-- Brano estratto --
↓

È con questo spirito che la casa editrice Vita Activa ha inaugurato di recente la nuova collana di saggistica “Exempla”, diretta da Silva Bon. Non si tratta dell’ennesima nuova comparsa sul mercato editoriale. Non solo perché Vita Activa è un esperimento originale, interessante e importante: un progetto di editoria femminile indipendente che fa capo alla Casa internazionale delle donne di Trieste, ed è frutto di un lavoro comune, di un impegno strenuo e di condivisione di entusiasmo e fiducia nel lavoro intellettuale. La nuova collana e i primi due saggi che comprende rappresentano davvero un contributo significativo per l’intento che evidentemente si prefiggono: quello di scandagliare terreni, dimensioni, episodi poco noti della storia e della memoria culturale, in cui il ruolo delle donne e delle loro esperienze si dimostra cruciale ed emblematico. L’attenzione per ora è concentrata su un contesto di sempre problematica definizione, quale quello di Trieste, tanto celebrato come spazio di multiculturalismo ideale quanto mai abbastanza studiato nelle violenze, contrapposizioni e conflitti che lo segnano in profondità.
Il primo volume, “Trieste: una frontiera letteraria”curato da Katia Pizzi, rappresenta l’approfondimento da parte della curatrice di un percorso di studi iniziato già con un libro del 2001 intitolato A City in Search of an Author, impegnato in una rilettura dell’identità letteraria triestina, in cui gran parte aveva la considerazione del femminile. Questa volta Katia Pizzi propone invece un’antologia introdotta da una sua presentazione e da una interessante cronologia. La prospettiva adottata è apertamente quella di una rilettura, di una ridefinizione: lo ammette Pizzi in una avvertenza preliminare, lo rivelano più che mai la scelta del testi antologizzati e l’interessante cronologia che apre il volume (e le cronologie, si sa, sono strumenti solo apparentemente oggettivi e neutrali, in realtà incorniciano e inquadrano, rileggono la storia e la rinnovano).
L’ambito temporale preso in considerazione (un secolo: 1910-2010) cerca di riconnettere un passato che fatica a uscire ormai dallo stereotipo con un presente che di quel passato continua immancabilmente a nutrirsi, istituendo linee privilegiate di analisi che mettono in primo piano la relazione tra la cultura italiana e quella slovena e le contraddizioni insite in un problematico bisogno di memoria e “ricordo”. Queste linee riemergono nei testi scelti, a partire da Scipio Slataper che racconta le rivendicazioni di italianità legate alle richieste di istituzione dell’Università, e da Joyce e Svevo di cui vengono colti momenti particolarmente destabilizzanti nella descrizione di questa identità, passando per Srečko Kosovel e France Bevk. Il canone che identifica il secondo Novecento allinea Vegliani, Pahor, Marin, Tomizza, Rumiz, Longo, Magris, nomi d’obbligo, ma presta anche la dovuta attenzione a voci poetiche forse meno note al grande pubblico come Roberto Dedenaro e Gabriella Musetti. La stessa Musetti, con Marisa Madieri e Nelida Milani e con la scrittura brillante e straniante allo stesso tempo di Laila Wadia rappresenta nell’antologia la dimensione della scrittura femminile. La femminilità in senso più ampio però non resta limitata ai passi antologizzati, ma viene ricercata nella presentazione in diversi autori quali Tomizza, Quarantotti Gambini, Marin, a ribadire la linea di analisi che Pizzi aveva inaugurato con il libro precedente.

↑

-- Estratti dei dati --
↓

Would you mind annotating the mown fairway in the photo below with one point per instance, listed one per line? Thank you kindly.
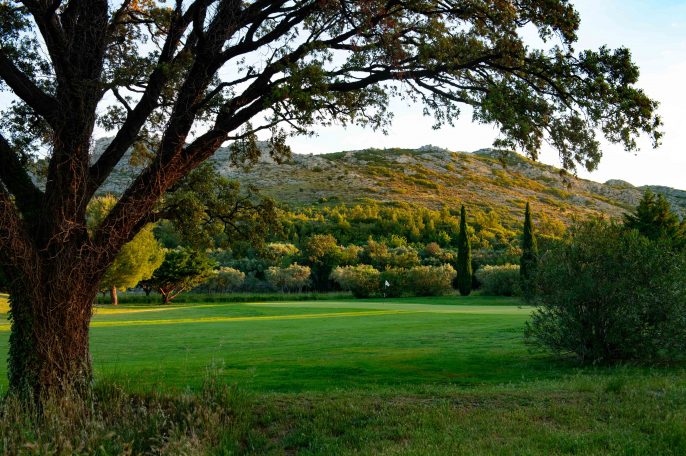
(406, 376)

↑
↓

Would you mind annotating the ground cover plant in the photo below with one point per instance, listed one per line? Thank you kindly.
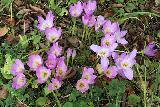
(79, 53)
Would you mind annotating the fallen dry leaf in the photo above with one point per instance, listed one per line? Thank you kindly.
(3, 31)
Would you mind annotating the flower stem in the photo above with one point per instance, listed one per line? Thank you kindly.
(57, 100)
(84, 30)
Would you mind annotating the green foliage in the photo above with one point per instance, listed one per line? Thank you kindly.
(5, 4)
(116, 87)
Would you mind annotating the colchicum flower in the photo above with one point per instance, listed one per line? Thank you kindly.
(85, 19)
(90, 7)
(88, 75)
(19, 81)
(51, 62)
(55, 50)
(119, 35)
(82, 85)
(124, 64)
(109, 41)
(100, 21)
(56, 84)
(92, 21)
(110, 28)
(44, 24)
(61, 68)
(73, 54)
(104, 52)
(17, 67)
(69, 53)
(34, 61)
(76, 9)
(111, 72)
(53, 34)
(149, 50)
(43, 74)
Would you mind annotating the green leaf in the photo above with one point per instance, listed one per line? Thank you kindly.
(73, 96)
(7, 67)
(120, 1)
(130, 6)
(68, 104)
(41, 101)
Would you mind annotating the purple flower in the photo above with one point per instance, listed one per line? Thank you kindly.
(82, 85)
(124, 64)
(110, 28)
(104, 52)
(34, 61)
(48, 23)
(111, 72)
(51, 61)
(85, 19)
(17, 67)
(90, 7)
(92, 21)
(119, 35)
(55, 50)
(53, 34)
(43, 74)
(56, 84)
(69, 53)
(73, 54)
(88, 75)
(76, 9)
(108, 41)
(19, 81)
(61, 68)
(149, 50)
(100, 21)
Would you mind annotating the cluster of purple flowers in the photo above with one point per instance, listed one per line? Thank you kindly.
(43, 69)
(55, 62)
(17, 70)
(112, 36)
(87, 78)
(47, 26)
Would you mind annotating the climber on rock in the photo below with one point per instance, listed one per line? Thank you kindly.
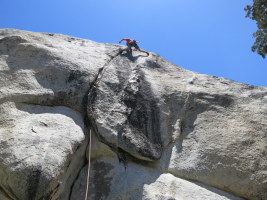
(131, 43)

↑

-- Esercizi proposti --
1. Quale arco di tempo abbraccia l'antologia curata da Katia Pizzi, secondo il brano sulla collana “Exempla”?
2. Prosegui il brano sulla collana “Exempla” partendo dalla sua ultima frase.

-- Risposte agli esercizi --
1. Un secolo, dal 1910 al 2010.

2.
Il secondo dei due volumi, “Slovenka. Il primo giornale femminile sloveno (1897-1902), curato da Marta Verginella, presenta invece per la prima volta in italiano uno studio complessivo e approfondito di una delle esperienze editoriali più significative e importanti che il contesto triestino abbia mai avuto. Si tratta di “Slovenka” (letteralmente: “la slovena”), una rivista che uscì a Trieste tra il 1897 e il 1902 e che fu non solo il primo giornale femminile sloveno, ma anche il primo periodico pubblicato a Trieste da donne per altre donne. Non si può che definire come femminista l’impostazione della pubblicazione, pensata e realizzata da un gruppo di attiviste quali Marica Nadlišek, Ivanka Anžič, Zofka Kveder, Elvira Dolinar, nomi oggi dimenticati, ma fondamentali nel contesto di quegli anni attorno alla svolta del secolo. Mentre la città, infatti, si trovava improvvisamente ricca, al centro degli affari, in grande espansione da diversi punti di vista, e mentre di quella stagione restano oggi nella memoria i nomi canonici degli Slataper, Svevo, Saba, “Slovenka” guardava apertamente verso il mondo slavo con un’apertura intellettuale che la metteva in contatto con le punte più avanzate della cultura internazionale dell’epoca.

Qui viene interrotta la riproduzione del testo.